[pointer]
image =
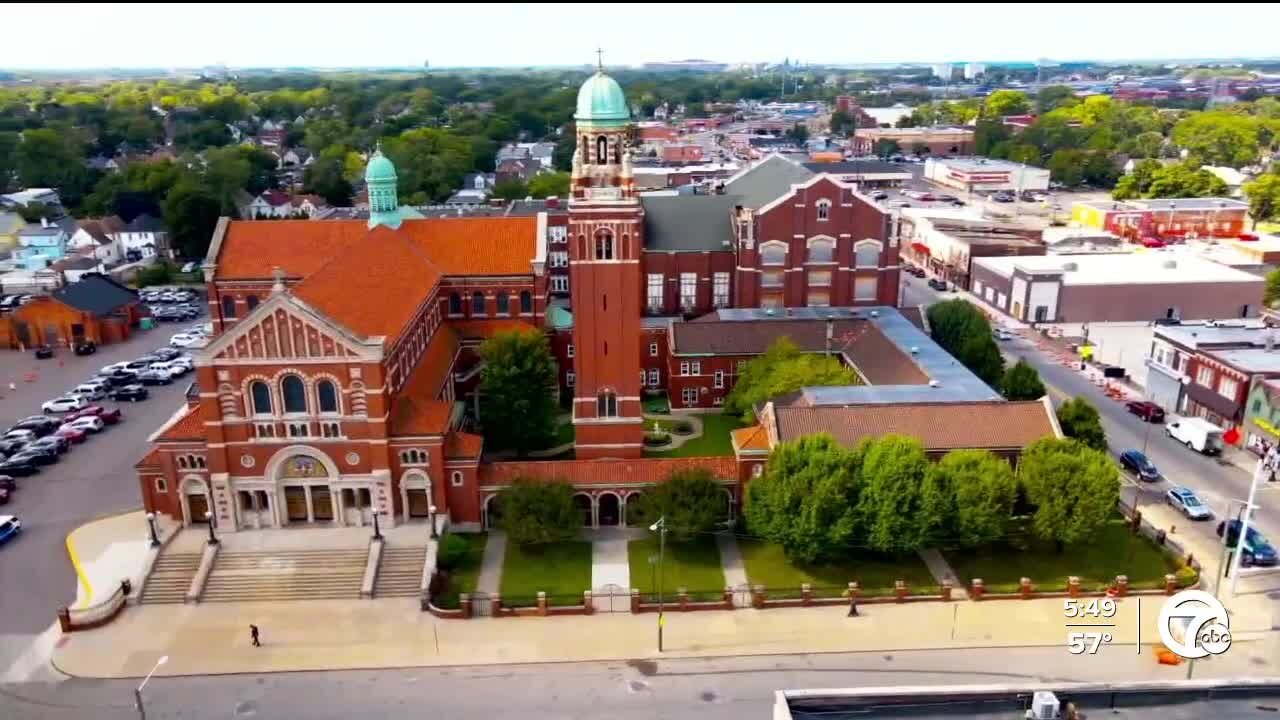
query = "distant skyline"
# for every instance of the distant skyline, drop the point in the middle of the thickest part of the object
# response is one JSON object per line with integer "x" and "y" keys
----------
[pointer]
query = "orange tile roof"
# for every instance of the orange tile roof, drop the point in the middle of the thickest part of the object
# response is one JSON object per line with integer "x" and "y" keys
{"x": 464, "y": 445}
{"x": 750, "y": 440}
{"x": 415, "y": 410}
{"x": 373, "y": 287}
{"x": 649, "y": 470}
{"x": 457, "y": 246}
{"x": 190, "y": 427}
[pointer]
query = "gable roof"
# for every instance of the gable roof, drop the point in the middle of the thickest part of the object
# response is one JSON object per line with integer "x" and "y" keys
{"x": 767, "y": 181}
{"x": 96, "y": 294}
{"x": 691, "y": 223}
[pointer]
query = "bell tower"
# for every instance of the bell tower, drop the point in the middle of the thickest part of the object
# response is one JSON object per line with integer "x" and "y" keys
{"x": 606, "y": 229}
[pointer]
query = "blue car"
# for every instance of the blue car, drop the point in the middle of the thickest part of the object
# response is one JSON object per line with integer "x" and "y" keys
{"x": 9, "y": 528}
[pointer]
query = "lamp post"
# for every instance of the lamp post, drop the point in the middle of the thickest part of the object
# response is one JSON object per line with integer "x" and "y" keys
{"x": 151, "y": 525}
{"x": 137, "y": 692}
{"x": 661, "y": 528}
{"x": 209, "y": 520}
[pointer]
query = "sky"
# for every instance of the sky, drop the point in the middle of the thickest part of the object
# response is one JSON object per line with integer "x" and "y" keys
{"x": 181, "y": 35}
----------
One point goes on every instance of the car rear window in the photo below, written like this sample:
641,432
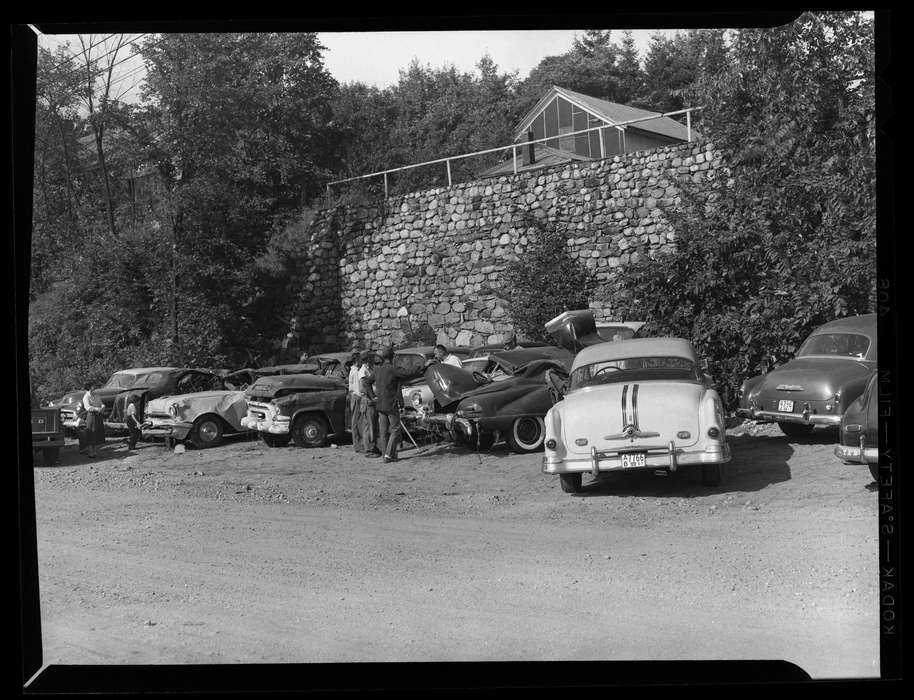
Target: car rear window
----------
Task prompt — Find every line in the rows above that contains the word "thickest" and copy each one out in full.

Result —
# for every instance of the distant skyline, drop the point in the middle of the thickest part of the object
# for every instance of the orange tile roof, drop the point in the middle of the thickest part of the object
# for every instance of the gable roof, drop the point in the middle of the thickest part of the object
# for every instance of the bell tower, drop the point in the middle of the thickest part of the object
# for every instance of the blue car, drop the point in the middle of the thickest part of the object
# for every instance of the lamp post, drop the point in the middle of the thickest part of the object
# for every instance of the sky, drop the point in the middle of the thickest part of the object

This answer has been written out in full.